**** Items

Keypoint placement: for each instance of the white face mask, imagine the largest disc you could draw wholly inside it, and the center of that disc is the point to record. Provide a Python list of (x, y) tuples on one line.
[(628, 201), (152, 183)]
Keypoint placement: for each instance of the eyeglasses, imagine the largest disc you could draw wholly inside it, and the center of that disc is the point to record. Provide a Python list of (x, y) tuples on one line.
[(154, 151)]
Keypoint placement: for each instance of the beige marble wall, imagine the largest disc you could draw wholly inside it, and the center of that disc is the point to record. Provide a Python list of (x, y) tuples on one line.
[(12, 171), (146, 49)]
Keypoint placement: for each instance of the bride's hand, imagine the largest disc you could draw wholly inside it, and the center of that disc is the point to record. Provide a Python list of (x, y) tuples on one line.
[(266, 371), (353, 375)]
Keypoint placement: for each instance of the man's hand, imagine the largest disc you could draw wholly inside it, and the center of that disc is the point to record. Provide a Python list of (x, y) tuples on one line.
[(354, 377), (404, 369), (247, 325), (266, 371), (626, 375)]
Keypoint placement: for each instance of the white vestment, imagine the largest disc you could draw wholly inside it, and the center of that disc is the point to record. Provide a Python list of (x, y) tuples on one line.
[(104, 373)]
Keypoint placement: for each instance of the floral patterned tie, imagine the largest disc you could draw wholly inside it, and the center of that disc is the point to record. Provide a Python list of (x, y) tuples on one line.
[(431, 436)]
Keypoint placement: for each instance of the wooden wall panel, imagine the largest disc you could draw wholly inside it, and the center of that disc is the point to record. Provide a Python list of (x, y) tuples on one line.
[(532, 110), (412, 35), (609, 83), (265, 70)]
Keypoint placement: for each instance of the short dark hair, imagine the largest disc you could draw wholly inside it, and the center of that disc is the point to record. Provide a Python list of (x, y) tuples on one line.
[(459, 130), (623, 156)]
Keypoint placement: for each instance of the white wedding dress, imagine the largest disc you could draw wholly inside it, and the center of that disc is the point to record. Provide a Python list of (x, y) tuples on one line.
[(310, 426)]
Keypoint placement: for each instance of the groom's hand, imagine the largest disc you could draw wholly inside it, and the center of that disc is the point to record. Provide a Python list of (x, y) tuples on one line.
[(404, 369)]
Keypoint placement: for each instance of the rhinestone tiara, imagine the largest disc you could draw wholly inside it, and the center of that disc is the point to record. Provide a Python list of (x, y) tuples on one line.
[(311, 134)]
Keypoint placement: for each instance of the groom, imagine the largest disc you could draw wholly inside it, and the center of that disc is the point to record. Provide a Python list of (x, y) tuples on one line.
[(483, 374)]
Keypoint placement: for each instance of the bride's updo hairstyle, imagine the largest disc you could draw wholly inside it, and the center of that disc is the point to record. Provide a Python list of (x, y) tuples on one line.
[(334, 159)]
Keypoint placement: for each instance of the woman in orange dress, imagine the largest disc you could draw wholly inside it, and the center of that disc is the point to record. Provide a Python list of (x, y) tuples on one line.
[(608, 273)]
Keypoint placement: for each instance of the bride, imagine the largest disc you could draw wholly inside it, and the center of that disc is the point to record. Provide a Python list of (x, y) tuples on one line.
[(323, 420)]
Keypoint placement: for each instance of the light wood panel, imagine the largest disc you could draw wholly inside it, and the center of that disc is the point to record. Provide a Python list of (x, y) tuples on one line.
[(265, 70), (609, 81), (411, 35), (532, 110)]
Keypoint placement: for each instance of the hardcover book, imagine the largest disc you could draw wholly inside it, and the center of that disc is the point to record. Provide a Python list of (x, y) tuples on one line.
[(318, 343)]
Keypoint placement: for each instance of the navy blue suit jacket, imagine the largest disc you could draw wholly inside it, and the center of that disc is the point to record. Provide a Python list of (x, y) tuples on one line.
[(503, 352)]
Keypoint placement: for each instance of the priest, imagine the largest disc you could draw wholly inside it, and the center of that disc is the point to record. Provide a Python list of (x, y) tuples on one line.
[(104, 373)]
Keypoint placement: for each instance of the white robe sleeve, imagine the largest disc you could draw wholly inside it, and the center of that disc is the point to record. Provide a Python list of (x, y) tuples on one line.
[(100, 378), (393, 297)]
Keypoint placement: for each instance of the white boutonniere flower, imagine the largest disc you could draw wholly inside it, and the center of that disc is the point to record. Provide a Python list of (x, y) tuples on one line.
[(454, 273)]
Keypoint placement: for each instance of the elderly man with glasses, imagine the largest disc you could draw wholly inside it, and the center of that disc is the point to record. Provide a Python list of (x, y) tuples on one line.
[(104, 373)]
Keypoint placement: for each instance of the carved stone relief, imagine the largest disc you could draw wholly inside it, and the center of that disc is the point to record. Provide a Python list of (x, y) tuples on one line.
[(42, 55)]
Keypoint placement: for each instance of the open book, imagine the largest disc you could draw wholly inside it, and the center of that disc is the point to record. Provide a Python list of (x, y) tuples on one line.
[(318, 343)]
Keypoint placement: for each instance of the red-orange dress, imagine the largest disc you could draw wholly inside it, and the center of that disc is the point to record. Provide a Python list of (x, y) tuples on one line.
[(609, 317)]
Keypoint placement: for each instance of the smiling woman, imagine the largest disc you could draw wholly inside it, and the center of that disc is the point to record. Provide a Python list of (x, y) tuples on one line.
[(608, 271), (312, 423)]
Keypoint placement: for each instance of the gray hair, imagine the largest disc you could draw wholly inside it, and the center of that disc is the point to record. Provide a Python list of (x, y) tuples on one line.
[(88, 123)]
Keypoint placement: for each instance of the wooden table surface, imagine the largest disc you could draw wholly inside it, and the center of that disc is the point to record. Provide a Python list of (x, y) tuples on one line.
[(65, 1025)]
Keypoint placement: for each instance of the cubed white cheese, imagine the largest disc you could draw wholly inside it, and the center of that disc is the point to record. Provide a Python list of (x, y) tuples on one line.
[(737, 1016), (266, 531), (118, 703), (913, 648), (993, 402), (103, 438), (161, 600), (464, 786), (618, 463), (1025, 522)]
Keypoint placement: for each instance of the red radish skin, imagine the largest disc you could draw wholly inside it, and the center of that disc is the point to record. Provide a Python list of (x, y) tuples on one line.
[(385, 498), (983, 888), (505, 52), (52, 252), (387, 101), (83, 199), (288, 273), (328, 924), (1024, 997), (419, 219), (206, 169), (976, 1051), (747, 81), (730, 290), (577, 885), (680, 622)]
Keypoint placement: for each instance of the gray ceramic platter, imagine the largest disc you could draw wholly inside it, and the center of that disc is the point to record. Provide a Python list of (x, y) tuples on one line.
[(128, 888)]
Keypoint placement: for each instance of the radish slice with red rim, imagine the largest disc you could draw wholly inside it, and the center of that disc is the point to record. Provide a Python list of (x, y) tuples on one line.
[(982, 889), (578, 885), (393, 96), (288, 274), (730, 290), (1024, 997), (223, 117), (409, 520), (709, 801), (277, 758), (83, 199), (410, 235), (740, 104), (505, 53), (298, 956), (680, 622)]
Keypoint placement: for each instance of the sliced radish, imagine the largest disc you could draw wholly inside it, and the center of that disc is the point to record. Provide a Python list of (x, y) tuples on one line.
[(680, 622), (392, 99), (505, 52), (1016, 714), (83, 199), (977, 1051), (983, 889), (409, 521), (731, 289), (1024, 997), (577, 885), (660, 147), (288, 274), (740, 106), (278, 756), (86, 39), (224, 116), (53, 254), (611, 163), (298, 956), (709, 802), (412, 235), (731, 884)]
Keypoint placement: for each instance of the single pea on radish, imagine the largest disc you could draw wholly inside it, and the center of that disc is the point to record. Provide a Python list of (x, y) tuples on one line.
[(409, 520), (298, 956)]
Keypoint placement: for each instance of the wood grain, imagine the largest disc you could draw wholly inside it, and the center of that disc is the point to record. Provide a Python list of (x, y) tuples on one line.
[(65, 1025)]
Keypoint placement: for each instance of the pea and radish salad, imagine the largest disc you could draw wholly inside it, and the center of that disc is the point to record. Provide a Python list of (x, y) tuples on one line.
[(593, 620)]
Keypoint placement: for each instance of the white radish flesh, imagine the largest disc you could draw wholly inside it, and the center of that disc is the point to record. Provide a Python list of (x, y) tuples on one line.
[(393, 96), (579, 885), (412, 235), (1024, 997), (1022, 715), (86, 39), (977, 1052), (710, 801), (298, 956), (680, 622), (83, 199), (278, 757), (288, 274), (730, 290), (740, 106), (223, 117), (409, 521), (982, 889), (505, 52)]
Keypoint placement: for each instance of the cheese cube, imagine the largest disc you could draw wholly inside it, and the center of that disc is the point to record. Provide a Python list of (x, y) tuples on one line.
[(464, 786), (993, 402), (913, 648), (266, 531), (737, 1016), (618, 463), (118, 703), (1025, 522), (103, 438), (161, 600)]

********

Exercise goal – Starting with the line containing "Keypoint placement: for each instance of the red radish" and going on through the line containing "885), (680, 622)]", reproduce that stretch of the material in full, requests unchanged, and multiply every coordinate in the answers by 1.15, rounding each result to a whole number with halves going up.

The result –
Keypoint placement: for each instance of the red radish skin, imagine the largest disc you could draw wholly inside it, and the center of that disc is the point to record. Provide a Python list of (x, y) tuples on one line.
[(443, 573), (1130, 1021), (581, 60), (60, 290), (445, 116), (95, 229), (331, 314), (377, 1063), (1178, 1147), (482, 252), (237, 194), (1122, 1209), (859, 93), (840, 334), (664, 1018), (782, 715)]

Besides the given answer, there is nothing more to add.